Work required
Identify each line in the rows below that contains the word "surface", and copy every such line in full.

** Start Entries provided **

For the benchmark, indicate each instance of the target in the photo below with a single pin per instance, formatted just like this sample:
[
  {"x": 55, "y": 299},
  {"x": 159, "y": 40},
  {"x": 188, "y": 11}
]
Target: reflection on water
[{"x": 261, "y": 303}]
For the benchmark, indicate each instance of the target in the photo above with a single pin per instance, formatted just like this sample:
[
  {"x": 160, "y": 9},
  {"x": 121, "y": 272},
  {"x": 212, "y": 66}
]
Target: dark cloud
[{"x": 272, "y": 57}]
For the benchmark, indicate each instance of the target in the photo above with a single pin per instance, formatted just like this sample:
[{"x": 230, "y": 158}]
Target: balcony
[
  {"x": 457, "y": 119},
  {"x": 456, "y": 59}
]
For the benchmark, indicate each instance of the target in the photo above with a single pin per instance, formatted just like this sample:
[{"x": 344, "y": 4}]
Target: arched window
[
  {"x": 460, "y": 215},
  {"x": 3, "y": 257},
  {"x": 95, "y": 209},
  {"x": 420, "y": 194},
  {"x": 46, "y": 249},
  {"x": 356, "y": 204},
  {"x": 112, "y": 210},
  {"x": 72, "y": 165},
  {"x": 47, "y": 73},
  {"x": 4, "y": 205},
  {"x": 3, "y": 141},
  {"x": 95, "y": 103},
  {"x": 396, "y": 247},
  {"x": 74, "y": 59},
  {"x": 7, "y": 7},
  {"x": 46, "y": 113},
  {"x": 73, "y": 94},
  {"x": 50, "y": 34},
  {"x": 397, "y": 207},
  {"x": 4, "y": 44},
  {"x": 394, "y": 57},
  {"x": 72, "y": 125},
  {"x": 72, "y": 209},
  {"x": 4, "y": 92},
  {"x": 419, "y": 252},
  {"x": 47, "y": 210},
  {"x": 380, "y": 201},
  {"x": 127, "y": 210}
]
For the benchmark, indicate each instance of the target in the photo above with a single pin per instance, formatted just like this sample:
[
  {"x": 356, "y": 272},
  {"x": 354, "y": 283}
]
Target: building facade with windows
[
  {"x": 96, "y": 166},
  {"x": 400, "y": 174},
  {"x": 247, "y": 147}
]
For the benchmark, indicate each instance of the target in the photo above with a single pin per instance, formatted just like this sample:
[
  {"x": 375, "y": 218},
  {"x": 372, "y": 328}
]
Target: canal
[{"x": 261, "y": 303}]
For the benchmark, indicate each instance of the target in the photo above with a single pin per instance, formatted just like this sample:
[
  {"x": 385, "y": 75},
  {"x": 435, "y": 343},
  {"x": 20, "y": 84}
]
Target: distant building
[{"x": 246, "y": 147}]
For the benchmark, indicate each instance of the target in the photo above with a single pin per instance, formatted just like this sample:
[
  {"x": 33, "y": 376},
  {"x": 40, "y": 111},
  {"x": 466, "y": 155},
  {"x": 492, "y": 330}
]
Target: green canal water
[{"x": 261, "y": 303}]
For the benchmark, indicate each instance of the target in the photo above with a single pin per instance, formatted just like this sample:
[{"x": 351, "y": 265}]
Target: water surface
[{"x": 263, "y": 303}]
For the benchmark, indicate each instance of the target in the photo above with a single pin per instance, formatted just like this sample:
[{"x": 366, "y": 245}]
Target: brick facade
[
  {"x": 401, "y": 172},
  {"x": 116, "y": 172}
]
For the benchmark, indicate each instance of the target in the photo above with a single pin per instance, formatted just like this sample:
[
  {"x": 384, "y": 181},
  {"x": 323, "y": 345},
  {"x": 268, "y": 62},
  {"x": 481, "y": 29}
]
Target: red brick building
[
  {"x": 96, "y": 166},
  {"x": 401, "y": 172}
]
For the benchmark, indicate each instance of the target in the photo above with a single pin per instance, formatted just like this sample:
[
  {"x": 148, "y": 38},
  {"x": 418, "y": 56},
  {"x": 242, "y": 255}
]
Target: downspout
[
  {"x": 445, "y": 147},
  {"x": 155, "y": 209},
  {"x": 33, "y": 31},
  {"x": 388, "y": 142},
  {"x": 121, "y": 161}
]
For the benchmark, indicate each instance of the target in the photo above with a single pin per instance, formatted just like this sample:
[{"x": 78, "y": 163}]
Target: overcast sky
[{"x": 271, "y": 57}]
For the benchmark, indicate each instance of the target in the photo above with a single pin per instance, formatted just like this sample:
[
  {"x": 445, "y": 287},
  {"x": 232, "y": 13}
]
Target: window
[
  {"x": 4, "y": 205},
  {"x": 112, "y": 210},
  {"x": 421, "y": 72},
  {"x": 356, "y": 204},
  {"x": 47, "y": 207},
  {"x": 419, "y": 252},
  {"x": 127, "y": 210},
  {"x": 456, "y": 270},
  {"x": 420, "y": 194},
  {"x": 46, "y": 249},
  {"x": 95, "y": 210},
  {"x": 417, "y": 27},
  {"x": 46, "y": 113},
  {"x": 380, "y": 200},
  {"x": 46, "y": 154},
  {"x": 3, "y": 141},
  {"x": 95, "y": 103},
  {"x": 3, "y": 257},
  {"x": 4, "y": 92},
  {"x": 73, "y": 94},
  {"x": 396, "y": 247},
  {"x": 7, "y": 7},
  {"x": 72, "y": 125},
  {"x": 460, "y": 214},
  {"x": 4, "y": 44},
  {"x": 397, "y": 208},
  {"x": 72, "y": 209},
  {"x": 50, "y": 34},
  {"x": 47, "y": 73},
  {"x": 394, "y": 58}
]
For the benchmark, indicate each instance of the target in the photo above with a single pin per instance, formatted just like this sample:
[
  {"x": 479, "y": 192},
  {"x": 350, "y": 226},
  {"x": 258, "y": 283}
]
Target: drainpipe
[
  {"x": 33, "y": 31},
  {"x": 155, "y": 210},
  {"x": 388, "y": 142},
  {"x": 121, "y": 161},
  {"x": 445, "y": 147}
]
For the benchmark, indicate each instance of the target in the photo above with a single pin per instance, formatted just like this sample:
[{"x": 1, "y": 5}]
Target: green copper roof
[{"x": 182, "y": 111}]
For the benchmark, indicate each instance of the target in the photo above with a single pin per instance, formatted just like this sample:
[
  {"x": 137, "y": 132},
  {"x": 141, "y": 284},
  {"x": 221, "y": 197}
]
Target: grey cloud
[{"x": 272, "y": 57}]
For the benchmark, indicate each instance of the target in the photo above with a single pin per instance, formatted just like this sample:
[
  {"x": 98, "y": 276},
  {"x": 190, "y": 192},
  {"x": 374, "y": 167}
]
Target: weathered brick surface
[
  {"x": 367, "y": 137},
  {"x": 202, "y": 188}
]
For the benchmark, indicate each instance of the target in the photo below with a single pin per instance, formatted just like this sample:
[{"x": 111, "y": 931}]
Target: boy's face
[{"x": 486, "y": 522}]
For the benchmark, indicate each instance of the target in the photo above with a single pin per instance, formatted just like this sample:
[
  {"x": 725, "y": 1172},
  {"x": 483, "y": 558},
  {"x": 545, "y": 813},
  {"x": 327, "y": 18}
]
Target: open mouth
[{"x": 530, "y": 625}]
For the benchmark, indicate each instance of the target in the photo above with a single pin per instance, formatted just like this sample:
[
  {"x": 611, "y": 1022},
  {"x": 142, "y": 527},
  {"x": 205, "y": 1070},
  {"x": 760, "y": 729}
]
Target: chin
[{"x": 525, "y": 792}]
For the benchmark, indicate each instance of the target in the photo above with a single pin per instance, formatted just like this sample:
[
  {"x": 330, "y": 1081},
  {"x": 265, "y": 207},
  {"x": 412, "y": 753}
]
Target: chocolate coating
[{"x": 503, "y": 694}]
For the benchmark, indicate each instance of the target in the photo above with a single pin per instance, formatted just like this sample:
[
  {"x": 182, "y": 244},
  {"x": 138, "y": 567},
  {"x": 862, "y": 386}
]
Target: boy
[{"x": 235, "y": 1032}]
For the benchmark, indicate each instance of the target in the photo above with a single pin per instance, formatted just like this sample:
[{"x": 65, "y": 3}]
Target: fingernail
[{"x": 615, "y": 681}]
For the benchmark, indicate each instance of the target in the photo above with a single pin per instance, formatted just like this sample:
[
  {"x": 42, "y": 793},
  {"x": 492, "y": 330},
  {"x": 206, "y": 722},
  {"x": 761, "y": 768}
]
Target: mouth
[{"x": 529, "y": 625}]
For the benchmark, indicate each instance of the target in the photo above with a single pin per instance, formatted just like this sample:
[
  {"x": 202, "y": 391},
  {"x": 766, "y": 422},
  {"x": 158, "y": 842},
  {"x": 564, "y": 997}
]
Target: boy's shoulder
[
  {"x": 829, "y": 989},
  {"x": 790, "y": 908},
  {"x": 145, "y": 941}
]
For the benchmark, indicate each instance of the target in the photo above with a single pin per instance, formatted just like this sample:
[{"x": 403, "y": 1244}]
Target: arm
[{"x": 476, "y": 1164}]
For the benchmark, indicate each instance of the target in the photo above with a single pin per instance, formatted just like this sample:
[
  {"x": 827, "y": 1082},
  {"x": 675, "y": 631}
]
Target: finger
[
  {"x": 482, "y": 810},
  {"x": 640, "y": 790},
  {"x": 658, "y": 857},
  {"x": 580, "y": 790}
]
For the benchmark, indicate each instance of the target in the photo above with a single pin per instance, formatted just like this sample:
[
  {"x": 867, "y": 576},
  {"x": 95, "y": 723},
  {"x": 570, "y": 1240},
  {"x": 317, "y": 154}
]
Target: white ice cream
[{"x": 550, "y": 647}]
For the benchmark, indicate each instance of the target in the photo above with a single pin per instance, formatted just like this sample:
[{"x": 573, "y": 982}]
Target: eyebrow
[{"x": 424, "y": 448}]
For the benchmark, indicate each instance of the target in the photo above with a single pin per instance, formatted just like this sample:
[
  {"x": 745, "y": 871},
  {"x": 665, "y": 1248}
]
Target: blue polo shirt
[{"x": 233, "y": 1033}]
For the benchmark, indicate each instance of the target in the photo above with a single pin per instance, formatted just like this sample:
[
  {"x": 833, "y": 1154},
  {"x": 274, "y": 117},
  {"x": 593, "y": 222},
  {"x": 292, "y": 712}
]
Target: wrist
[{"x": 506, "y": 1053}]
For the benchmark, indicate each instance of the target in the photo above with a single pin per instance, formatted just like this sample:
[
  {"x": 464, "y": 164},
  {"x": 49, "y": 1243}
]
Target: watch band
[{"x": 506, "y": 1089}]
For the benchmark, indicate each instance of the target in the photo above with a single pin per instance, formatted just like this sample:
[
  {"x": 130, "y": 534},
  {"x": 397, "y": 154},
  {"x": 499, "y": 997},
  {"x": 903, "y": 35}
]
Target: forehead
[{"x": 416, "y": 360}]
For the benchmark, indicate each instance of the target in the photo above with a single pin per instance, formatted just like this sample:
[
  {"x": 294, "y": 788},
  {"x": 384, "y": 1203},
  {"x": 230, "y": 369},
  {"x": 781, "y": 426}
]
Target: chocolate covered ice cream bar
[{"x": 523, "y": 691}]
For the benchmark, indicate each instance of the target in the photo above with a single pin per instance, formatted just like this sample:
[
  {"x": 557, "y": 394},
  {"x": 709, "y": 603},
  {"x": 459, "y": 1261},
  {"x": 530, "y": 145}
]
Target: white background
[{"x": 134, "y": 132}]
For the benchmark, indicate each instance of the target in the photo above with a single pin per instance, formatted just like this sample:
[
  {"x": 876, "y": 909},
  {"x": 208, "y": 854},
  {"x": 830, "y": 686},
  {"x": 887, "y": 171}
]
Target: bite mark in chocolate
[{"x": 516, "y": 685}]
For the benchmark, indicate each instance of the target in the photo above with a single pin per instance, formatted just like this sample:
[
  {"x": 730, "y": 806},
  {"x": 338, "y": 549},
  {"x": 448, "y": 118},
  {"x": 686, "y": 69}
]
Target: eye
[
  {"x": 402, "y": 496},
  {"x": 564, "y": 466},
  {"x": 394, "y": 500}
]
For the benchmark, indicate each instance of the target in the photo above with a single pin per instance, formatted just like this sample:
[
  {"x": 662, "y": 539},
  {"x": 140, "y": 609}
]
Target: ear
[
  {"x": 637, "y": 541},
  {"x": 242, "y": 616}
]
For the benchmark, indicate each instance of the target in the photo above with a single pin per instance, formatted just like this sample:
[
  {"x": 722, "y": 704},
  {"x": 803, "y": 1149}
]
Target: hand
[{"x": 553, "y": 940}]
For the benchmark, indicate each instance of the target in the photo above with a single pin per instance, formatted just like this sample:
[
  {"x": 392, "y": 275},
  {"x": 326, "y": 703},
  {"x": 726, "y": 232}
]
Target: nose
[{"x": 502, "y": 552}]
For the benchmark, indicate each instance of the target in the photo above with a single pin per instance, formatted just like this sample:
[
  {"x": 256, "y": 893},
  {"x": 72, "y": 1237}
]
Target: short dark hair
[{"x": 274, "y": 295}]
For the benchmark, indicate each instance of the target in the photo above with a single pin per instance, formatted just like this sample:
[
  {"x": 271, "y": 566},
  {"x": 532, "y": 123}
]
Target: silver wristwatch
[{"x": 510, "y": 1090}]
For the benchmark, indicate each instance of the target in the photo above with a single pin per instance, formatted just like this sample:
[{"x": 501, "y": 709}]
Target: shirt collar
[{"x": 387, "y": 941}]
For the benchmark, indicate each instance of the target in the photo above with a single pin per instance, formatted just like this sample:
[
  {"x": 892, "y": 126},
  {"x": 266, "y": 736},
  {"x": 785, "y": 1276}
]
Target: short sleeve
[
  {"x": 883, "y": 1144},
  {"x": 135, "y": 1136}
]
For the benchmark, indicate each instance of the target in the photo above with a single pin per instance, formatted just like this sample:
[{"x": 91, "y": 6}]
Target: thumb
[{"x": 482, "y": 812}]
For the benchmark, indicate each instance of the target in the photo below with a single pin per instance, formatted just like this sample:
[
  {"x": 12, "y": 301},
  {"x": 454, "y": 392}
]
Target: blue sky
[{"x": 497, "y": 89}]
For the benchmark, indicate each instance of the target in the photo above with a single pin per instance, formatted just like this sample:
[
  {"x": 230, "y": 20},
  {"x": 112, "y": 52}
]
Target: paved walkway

** End Entries provided **

Task solution
Target: water surface
Target: weathered brick surface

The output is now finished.